Set problem:
Could you write out every entry exactly as it stands?

Material shown:
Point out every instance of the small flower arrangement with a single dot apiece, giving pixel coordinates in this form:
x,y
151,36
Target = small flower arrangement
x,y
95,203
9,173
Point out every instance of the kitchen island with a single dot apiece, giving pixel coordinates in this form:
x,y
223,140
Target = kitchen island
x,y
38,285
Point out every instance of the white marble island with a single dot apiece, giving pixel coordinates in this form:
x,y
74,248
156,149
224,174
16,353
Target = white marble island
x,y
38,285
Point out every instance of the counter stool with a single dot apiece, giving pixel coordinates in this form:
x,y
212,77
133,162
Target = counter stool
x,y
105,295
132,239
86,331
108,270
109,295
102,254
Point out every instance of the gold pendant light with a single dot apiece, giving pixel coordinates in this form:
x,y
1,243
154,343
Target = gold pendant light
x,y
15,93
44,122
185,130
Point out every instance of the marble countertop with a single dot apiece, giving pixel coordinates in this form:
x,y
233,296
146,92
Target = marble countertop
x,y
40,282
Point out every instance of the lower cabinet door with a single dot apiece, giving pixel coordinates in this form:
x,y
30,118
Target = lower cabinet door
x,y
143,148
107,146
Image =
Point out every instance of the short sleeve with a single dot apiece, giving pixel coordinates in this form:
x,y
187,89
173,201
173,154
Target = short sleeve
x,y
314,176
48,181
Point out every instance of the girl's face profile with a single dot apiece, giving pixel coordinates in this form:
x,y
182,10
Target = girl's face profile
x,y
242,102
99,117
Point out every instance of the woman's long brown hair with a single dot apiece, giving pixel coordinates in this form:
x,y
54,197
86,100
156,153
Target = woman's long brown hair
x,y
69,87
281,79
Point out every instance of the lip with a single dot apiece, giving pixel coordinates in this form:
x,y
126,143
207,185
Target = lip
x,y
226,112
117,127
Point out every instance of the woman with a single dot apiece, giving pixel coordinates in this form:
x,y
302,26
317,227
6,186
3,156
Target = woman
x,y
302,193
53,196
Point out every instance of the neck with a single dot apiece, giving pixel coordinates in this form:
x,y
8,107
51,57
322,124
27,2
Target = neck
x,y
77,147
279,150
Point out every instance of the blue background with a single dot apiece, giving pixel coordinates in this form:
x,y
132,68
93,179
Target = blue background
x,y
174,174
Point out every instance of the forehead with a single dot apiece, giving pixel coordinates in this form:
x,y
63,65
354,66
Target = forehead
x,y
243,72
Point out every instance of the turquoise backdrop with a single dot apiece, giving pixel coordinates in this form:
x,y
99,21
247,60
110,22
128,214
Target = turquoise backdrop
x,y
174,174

Correct answer:
Point out every instance of the small flower arrangement with a single dot apiece, giving pixel coordinates in this form:
x,y
151,36
Target = small flower arrangement
x,y
95,203
9,173
Point out every instance of the kitchen island with a single dot apiece, giving pixel coordinates in this form:
x,y
223,140
Target = kitchen island
x,y
38,285
Point out every instance of the white marble island with a single dot apiece, giving pixel coordinates in this form:
x,y
74,248
156,149
224,174
16,353
Target = white marble island
x,y
38,285
Point out every instance of the counter stool with a single dot apiece, giving pixel coordinates in this form:
x,y
212,77
133,162
Target = counter stool
x,y
105,295
132,239
86,331
108,270
109,295
102,254
Point out every instance of the gold pendant light with a single dot apiece, giving pixel coordinates in this form:
x,y
1,243
154,343
Target = gold pendant light
x,y
15,93
44,122
185,130
Point out every instance of the marble countertop with a single dot apiece, giving pixel coordinates in this form:
x,y
233,296
146,92
Target = marble countertop
x,y
40,282
Point out every instance of the lower cabinet door with a single dot apiece, giving pixel coordinates in this form:
x,y
30,118
Target = lower cabinet door
x,y
143,148
107,146
Image =
Point out every instance of the short sleeve with a single dot apiece, giving pixel coordinates in this form:
x,y
187,89
173,201
173,154
Target = short sleeve
x,y
314,176
48,181
Point out every instance of the girl's face profile with a single dot apiece, giving pixel coordinates in this form:
x,y
182,10
Target = girl's face profile
x,y
242,102
99,117
Point out every instance of the woman's long brown hair with a single dot apiece, giving pixel coordinates in this form:
x,y
54,197
86,100
156,153
Target = woman's long brown hair
x,y
69,87
281,79
Point out every instance of the lip with a single dot apiece, giving pixel coordinates in this form:
x,y
126,143
207,185
Target = lip
x,y
226,112
117,127
Point out every instance of the woman with a single dot apiece, giving pixel coordinates in this form:
x,y
302,26
317,227
6,186
3,156
Target = woman
x,y
302,193
53,196
Point out every instance of the neck with a single dot apiece, giving pixel coordinates in this form:
x,y
8,107
51,57
322,124
27,2
Target = neck
x,y
77,147
279,150
Point out every instance of the blue background with a single dot apiece, giving pixel coordinates in this form:
x,y
132,68
93,179
Target = blue background
x,y
174,174
Point out every instance of the forehead with a single dot apiece, giving pixel coordinates in this form:
x,y
63,65
354,66
Target = forehead
x,y
243,72
Point out every instance of the turquoise backdrop with a single dot apiece, giving pixel coordinates in this form:
x,y
99,21
247,60
110,22
128,214
Target = turquoise backdrop
x,y
174,174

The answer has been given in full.